§ **REQUIRED WORK**
From first line to last, give the material again unchanged.

§ **RECORDS SUPPLIED**
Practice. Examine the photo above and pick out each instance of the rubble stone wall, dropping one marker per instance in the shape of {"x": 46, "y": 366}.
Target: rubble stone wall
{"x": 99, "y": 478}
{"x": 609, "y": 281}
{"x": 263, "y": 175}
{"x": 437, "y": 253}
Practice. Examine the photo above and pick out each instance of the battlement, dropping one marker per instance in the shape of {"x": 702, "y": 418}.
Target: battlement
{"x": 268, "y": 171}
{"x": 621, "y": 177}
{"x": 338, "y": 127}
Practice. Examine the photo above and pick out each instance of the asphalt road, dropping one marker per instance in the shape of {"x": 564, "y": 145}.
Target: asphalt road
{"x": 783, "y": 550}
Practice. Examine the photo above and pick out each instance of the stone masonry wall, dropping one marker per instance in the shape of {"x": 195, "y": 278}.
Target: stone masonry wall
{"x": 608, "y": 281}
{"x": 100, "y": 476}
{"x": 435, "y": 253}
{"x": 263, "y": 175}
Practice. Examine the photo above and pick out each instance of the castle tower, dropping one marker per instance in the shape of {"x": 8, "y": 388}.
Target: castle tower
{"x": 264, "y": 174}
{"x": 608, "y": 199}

§ **ANSWER SECTION**
Practice. Examine the photo above and pick out each instance of the rubble stone wall, dropping one marker per instance in the shape of {"x": 46, "y": 366}.
Target: rubble stone wall
{"x": 99, "y": 478}
{"x": 609, "y": 281}
{"x": 263, "y": 175}
{"x": 437, "y": 253}
Practice. Examine the photo above and pick out each instance of the battlement, dropping one marker per instance in the shape of {"x": 702, "y": 418}.
Target: battlement
{"x": 268, "y": 171}
{"x": 621, "y": 177}
{"x": 338, "y": 127}
Practice. Examine the photo above and pick out each instance of the asphalt road, dropping one marker per instance in the shape of {"x": 564, "y": 145}.
Target: asphalt road
{"x": 783, "y": 550}
Practice. Examine the photo above and pick out each instance of the stone masonry wall, dropping one marker per instance in the shape of {"x": 195, "y": 278}.
Target: stone masonry wall
{"x": 608, "y": 281}
{"x": 100, "y": 476}
{"x": 435, "y": 253}
{"x": 263, "y": 175}
Practice. Examine the photo above and pick out each instance of the castle tower, dropping one marker per instance in the shape of {"x": 8, "y": 388}.
Target: castle tower
{"x": 264, "y": 174}
{"x": 608, "y": 199}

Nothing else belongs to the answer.